**WHAT TO WORK ON:** Your task is to copy every line of the records below that contains "tree".

[[ MATERIAL FOR THE TASK open ]]

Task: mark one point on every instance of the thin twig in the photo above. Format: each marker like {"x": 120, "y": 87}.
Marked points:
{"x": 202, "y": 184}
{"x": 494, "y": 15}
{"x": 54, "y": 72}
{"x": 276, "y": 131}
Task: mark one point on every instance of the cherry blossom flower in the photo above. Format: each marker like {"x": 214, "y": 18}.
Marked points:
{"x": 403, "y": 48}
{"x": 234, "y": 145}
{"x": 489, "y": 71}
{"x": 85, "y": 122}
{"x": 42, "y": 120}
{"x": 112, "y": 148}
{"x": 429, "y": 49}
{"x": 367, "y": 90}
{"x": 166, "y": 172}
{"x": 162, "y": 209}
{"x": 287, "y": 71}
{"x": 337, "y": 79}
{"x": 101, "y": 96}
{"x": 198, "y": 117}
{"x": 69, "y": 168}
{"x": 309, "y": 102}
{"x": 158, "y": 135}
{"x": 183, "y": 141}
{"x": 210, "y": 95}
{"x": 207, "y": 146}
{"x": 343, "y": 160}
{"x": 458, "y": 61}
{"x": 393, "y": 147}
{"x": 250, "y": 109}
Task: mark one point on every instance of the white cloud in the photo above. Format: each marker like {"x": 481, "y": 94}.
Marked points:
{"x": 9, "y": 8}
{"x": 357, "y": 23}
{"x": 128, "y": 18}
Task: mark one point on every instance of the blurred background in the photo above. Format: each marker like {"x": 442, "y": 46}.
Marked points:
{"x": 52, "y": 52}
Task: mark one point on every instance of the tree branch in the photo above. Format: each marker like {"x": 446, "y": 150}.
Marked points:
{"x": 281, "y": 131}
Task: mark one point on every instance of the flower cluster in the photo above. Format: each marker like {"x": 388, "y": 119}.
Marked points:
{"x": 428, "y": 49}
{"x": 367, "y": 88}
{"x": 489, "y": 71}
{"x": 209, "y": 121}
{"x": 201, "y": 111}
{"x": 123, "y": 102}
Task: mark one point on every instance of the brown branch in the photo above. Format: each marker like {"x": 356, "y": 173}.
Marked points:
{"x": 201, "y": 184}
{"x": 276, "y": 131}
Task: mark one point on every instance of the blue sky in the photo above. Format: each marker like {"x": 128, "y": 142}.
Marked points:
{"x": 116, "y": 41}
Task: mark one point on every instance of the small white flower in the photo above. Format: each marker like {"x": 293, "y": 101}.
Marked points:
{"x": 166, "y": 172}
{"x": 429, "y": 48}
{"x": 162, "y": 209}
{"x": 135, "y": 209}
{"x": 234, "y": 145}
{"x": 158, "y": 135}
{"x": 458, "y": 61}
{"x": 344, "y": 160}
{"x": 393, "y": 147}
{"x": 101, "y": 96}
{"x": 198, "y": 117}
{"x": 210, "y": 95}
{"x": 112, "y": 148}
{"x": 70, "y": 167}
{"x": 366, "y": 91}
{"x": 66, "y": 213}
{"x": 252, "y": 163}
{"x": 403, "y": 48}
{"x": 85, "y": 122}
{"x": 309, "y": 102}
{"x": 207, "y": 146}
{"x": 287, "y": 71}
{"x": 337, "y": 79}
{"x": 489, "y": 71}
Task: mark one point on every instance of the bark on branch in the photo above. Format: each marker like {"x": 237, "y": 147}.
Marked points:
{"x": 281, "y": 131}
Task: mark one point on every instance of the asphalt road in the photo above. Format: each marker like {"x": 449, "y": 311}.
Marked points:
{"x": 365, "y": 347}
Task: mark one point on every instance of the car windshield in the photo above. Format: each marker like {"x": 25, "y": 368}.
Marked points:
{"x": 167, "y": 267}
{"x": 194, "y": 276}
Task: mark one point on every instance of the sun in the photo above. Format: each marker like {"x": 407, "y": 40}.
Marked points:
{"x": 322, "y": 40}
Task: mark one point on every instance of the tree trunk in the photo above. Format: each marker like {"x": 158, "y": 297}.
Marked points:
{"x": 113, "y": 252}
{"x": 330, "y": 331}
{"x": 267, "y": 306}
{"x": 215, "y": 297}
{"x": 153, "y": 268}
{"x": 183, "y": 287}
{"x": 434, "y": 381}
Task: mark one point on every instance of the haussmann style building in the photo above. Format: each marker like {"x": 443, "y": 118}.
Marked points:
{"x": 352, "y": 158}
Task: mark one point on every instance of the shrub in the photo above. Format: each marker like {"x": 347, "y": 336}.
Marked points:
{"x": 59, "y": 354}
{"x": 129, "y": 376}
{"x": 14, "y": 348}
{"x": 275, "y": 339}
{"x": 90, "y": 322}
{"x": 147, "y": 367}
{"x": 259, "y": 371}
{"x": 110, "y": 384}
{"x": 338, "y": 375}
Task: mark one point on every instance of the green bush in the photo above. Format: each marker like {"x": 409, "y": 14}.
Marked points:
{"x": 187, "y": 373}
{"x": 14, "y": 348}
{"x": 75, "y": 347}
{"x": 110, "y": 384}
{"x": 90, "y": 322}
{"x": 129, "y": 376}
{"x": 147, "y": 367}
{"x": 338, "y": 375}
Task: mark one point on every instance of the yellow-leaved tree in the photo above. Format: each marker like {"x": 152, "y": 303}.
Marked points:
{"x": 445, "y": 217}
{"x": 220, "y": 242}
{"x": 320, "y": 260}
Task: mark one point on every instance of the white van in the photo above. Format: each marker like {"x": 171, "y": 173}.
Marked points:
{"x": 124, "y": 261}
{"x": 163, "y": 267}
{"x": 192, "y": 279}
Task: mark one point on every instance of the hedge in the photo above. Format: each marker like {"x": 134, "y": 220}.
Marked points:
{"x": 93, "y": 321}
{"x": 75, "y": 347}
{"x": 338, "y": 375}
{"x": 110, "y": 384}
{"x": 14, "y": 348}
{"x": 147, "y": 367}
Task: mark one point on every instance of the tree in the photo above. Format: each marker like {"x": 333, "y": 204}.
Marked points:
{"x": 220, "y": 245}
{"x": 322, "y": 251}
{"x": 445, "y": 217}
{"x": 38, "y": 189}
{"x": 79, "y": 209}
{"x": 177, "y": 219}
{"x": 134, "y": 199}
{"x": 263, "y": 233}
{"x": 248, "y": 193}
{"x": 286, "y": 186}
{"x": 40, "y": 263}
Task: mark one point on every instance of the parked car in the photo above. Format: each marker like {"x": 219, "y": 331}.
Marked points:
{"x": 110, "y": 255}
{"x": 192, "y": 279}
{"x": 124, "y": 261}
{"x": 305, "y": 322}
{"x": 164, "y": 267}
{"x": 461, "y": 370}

[[ MATERIAL FOR THE TASK closed ]]

**EXERCISE OUTPUT:**
Task: mark one point on every instance of the tree branch in the photo above. Format: each marker like {"x": 446, "y": 150}.
Task: mark one point on every instance of the tree trunk in the photo above. Format: each marker like {"x": 158, "y": 297}.
Task: mark one point on every instance of the yellow-leaved tree in the photo above. Format: each marker like {"x": 152, "y": 303}.
Task: mark one point on every instance of the tree in the photo above. Format: each marker like {"x": 333, "y": 204}.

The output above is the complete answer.